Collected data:
··········

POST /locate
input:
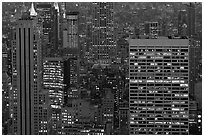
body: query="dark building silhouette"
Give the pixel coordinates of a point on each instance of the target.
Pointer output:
(26, 74)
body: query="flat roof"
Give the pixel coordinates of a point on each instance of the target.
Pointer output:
(158, 42)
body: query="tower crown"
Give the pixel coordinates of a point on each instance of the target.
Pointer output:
(32, 10)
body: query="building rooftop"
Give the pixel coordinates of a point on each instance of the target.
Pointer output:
(158, 42)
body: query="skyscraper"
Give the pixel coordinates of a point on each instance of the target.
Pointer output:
(53, 74)
(70, 32)
(159, 86)
(103, 41)
(26, 74)
(191, 19)
(44, 12)
(182, 22)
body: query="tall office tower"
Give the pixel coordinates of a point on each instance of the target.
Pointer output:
(71, 55)
(108, 112)
(159, 86)
(182, 22)
(70, 33)
(44, 114)
(49, 16)
(53, 74)
(55, 34)
(26, 78)
(71, 79)
(103, 40)
(44, 12)
(191, 19)
(53, 82)
(124, 117)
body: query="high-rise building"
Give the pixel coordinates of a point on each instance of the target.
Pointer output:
(44, 12)
(70, 32)
(108, 112)
(103, 40)
(71, 79)
(49, 16)
(159, 86)
(26, 78)
(182, 22)
(191, 19)
(53, 80)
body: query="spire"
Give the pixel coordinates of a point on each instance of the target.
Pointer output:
(56, 6)
(32, 10)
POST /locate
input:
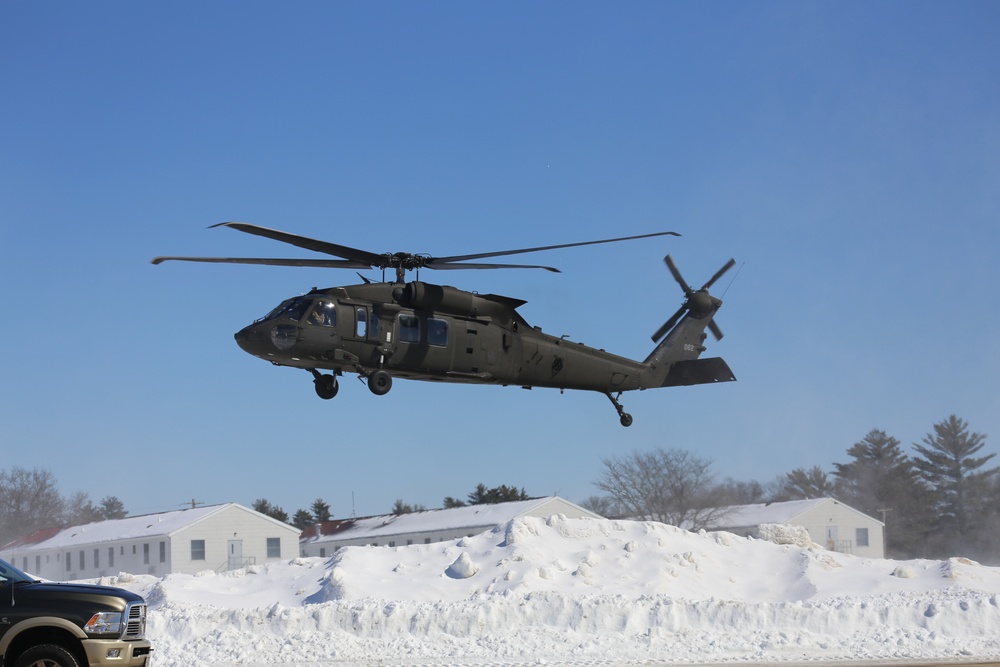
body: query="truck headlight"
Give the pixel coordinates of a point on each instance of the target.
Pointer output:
(104, 622)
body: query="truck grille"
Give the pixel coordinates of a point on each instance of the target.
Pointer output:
(135, 624)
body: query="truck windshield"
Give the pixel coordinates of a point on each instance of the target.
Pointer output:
(10, 574)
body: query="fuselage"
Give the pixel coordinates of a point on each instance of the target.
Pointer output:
(429, 332)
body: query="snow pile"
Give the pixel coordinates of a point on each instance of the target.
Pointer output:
(575, 591)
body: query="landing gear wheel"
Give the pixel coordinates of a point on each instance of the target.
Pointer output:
(624, 417)
(326, 386)
(380, 382)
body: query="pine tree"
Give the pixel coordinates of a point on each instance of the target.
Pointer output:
(802, 484)
(959, 484)
(302, 519)
(265, 507)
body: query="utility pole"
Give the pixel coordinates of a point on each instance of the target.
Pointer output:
(885, 540)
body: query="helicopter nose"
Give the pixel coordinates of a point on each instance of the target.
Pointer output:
(245, 339)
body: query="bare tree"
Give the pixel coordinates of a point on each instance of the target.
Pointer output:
(672, 486)
(29, 501)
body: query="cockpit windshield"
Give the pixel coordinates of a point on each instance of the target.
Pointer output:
(292, 309)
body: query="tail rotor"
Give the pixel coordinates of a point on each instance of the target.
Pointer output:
(699, 304)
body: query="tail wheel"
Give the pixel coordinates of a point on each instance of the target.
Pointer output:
(380, 382)
(326, 386)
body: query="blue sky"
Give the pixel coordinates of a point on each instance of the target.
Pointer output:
(846, 154)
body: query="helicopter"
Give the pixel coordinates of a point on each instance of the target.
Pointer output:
(416, 330)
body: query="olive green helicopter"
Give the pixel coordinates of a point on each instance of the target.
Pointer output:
(420, 331)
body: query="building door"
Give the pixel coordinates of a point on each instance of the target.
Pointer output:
(831, 538)
(235, 554)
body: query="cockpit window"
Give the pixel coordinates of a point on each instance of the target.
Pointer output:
(293, 309)
(324, 314)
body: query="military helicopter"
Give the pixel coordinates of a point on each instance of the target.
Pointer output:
(420, 331)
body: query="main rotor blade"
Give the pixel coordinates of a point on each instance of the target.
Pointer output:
(450, 266)
(669, 324)
(369, 259)
(315, 263)
(677, 276)
(718, 274)
(458, 258)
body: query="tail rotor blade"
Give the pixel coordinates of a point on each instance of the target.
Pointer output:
(677, 275)
(716, 331)
(718, 274)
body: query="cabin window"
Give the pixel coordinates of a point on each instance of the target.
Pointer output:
(409, 328)
(361, 326)
(324, 314)
(437, 332)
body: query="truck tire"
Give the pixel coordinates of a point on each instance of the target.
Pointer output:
(47, 655)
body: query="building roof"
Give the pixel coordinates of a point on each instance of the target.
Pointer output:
(143, 526)
(470, 517)
(782, 512)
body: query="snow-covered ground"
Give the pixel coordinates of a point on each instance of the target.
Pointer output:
(561, 591)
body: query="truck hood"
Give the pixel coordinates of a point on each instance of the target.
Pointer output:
(108, 597)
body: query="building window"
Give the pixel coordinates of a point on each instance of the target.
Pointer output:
(274, 547)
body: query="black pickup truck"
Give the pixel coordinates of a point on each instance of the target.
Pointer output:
(47, 624)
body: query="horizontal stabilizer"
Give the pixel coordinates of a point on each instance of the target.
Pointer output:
(698, 371)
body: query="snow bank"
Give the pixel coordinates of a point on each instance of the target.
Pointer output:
(576, 591)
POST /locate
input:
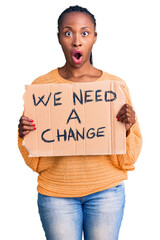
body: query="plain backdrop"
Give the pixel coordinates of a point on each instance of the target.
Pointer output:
(128, 46)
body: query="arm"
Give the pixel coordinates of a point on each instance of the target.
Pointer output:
(32, 162)
(133, 142)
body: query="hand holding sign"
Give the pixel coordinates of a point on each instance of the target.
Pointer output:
(25, 126)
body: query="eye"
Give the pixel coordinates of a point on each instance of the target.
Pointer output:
(68, 34)
(85, 33)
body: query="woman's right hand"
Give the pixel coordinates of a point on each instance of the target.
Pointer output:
(25, 126)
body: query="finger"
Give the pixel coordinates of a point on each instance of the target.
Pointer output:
(128, 120)
(25, 118)
(124, 111)
(125, 106)
(26, 127)
(126, 115)
(25, 133)
(22, 135)
(25, 122)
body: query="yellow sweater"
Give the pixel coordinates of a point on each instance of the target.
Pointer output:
(77, 176)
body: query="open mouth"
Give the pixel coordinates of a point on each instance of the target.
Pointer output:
(77, 56)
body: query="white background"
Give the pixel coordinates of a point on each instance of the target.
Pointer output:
(128, 46)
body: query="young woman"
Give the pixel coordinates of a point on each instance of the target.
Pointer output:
(82, 193)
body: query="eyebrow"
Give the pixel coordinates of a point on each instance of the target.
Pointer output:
(71, 28)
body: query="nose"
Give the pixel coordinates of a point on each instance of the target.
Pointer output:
(76, 41)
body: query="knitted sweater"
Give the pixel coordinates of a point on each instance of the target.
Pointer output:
(77, 176)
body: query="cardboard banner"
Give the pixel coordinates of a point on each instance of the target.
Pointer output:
(75, 119)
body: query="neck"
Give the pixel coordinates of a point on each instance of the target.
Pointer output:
(71, 71)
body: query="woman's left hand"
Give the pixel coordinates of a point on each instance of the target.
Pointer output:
(126, 115)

··········

• **Exercise directions**: Filter the entries above down to the lines containing the word "windshield".

• **Solution to the exercise**:
body: query="truck windshield"
body: query="cockpit windshield"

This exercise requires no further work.